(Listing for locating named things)
— Begin —
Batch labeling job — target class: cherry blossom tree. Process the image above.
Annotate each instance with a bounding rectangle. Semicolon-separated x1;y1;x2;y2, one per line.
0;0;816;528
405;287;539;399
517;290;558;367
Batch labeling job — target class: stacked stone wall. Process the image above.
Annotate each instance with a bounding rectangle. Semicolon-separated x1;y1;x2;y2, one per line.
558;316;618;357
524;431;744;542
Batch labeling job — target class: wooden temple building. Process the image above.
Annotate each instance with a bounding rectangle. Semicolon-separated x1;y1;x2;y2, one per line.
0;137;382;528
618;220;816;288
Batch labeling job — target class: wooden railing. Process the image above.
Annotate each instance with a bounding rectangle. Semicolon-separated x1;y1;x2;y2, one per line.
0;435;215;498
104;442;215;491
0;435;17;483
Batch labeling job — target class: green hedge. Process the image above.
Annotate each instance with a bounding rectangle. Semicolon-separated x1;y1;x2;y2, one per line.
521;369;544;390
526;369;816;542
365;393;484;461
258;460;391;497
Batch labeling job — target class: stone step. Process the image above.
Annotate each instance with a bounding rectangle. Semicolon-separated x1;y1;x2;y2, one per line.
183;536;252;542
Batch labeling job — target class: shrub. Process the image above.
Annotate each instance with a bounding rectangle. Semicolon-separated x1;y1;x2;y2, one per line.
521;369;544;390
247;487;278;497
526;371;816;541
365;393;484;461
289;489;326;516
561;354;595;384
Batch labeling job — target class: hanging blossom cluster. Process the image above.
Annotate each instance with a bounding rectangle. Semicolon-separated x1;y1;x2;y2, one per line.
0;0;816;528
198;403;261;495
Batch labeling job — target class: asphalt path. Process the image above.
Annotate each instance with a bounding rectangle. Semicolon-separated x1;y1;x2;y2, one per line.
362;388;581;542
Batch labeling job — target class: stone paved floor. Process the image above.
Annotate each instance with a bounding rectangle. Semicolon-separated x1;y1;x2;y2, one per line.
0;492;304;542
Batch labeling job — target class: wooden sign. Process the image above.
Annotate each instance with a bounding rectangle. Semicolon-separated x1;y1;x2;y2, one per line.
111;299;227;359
— End —
● **Given instruction**
Scale the listing above from its first line through the line containing "618;220;816;288", reproducing every line in that range, requests included, and multiplying each bounding-box coordinate by 2.5, rounded to whole numbers with halves rounded up.

● **Answer to this exercise**
Batch labeling job — target class: cherry blossom tree. Process the image above.
Annotate each instance with a bounding rectangle. Semicolon-separated x1;y1;x2;y2, one per line.
0;0;2040;1320
1013;718;1348;998
1293;725;1395;918
Batch labeling job — target class: stacked stone wall. Process the image above.
Annotate each instance with a bounding rectangle. Semicolon-separated x1;y1;x2;y2, one per line.
1395;790;1545;893
1310;1078;1860;1355
Batch labeling job — target class: wooden temple building. Process the image above.
Annotate each instance with a bounding rectangle. Semicolon-separated x1;y1;x2;y2, one per line.
0;343;955;1320
1545;550;2040;720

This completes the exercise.